• Your objective: Please pick out every line in the rows below that contains the word "sedan", and copy each one in full.

• Task input:
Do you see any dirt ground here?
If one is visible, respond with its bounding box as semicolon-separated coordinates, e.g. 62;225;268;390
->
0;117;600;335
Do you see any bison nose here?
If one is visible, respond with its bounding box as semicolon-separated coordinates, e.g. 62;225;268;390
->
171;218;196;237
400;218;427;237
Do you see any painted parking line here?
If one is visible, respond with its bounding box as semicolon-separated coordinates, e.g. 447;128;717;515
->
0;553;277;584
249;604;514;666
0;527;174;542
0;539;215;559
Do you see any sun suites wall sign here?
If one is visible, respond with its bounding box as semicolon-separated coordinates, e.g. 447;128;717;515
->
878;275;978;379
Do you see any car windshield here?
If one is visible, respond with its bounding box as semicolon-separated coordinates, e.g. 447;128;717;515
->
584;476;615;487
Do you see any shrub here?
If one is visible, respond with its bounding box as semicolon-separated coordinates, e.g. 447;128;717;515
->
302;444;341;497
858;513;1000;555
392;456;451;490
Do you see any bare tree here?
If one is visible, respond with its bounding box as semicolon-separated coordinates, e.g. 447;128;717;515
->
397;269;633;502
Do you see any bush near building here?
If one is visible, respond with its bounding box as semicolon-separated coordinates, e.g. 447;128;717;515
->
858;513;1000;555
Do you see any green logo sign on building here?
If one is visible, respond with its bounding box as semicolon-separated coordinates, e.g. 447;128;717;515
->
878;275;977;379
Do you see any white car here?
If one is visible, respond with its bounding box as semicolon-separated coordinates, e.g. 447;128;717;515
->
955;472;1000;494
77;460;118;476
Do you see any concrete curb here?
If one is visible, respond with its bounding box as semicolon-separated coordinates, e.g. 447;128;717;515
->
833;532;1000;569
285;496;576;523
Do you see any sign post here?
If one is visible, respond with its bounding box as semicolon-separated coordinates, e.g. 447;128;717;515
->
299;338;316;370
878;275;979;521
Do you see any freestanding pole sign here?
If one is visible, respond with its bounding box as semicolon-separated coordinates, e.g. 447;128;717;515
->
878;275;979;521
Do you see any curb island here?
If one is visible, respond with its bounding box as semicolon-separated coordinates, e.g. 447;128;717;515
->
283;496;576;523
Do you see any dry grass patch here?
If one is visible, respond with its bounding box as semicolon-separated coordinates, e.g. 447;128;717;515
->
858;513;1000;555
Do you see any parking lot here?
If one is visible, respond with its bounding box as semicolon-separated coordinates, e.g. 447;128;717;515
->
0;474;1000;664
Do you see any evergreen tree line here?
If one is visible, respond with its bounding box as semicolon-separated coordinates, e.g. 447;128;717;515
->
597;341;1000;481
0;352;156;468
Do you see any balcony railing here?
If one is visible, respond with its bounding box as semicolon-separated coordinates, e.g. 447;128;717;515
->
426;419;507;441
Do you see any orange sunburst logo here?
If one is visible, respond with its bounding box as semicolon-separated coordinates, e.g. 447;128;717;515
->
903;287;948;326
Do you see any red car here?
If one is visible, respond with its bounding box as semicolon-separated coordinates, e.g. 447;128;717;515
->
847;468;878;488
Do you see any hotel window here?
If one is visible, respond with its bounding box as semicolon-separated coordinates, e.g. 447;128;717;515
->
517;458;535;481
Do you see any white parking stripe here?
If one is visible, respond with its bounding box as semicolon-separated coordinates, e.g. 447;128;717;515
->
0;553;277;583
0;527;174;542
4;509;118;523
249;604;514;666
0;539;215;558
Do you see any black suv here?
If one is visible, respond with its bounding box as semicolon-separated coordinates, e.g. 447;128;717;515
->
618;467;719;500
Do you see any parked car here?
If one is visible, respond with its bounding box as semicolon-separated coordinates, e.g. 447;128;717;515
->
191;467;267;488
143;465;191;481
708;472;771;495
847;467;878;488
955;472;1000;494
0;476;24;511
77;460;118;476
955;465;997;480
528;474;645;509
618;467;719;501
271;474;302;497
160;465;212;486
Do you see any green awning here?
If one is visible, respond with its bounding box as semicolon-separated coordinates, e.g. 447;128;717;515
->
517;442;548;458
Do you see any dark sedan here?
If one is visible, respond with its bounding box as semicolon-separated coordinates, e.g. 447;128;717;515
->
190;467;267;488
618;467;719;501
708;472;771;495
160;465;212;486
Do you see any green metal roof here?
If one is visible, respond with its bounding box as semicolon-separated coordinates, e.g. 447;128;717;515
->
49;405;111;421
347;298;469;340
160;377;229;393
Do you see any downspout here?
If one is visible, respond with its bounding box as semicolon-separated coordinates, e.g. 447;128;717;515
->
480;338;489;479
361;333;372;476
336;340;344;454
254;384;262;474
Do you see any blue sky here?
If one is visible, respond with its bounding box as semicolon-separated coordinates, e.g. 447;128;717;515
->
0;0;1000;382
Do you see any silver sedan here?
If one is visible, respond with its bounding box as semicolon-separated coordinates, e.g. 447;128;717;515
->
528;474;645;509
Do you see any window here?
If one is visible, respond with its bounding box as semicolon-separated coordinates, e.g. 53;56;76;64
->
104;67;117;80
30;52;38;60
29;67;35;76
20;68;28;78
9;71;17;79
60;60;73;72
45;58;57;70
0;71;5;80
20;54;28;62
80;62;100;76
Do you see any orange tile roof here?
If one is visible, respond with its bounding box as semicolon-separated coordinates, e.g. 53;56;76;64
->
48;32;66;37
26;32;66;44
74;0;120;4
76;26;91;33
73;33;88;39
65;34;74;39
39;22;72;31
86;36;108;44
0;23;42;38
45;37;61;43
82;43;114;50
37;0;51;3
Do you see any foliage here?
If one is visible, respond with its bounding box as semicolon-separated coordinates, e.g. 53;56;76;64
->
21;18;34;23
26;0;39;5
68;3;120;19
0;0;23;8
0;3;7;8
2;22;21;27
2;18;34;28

• Written response:
Do you see any dark sedan here?
Do you see any silver sedan here?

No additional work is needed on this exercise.